PROBLEM DESCRIPTION =>
Retype the range from the line holding "Q: For each instance of the toilet" to the last line of the listing, inclusive, exactly as it appears and with nothing else.

LISTED ENTRIES =>
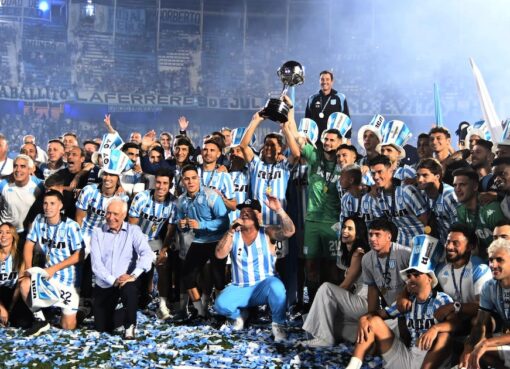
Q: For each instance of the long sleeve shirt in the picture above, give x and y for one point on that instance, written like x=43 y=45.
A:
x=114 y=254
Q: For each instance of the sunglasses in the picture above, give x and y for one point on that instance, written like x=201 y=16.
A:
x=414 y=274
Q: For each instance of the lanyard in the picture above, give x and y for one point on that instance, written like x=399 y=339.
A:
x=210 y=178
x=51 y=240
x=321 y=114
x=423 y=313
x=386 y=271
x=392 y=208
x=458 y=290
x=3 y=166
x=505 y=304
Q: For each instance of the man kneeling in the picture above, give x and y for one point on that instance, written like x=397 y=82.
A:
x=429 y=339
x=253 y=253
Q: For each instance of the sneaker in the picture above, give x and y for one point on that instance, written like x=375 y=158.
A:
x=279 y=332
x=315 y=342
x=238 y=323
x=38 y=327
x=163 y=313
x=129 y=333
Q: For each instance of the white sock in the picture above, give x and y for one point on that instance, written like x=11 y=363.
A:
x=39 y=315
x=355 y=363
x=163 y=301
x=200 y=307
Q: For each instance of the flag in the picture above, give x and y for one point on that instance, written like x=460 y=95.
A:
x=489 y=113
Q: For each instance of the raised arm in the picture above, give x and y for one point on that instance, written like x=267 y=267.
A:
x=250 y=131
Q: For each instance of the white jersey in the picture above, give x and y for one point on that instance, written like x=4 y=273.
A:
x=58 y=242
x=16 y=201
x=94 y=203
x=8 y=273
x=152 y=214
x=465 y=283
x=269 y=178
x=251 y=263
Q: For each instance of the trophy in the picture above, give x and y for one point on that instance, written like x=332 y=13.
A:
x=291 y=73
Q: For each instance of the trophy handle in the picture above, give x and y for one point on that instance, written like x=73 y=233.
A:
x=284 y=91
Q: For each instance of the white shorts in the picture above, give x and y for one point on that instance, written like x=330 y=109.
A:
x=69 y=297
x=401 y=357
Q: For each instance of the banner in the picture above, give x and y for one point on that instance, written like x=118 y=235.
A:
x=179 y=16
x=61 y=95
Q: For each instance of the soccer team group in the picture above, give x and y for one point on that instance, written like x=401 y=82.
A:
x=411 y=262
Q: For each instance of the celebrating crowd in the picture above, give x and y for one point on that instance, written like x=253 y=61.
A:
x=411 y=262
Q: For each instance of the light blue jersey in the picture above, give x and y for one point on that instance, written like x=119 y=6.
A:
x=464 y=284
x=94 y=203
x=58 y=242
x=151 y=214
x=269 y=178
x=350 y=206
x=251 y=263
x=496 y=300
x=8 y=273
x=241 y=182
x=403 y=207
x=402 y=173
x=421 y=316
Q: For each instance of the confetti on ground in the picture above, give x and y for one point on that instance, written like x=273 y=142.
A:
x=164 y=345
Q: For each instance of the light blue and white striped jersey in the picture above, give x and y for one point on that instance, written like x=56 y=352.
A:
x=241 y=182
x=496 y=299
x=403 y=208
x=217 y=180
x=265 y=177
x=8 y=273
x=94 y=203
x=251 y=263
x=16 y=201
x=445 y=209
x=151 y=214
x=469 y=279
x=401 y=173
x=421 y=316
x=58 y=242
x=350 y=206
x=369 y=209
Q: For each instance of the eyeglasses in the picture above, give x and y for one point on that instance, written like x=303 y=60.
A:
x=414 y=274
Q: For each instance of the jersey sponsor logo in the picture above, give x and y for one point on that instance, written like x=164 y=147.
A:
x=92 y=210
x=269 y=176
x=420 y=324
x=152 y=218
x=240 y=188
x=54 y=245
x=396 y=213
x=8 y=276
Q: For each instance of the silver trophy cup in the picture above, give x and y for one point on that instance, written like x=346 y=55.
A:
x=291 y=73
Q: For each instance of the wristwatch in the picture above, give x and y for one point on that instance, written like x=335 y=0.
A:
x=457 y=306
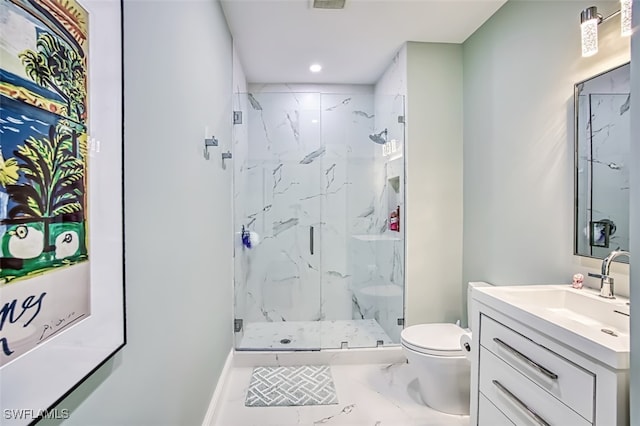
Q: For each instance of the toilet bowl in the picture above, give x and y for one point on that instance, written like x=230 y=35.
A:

ANSWER TO THIS EXERCISE =>
Q: For each instance of the toilet bowl in the picture above, give x and y for one point on that instance, written like x=230 y=35.
A:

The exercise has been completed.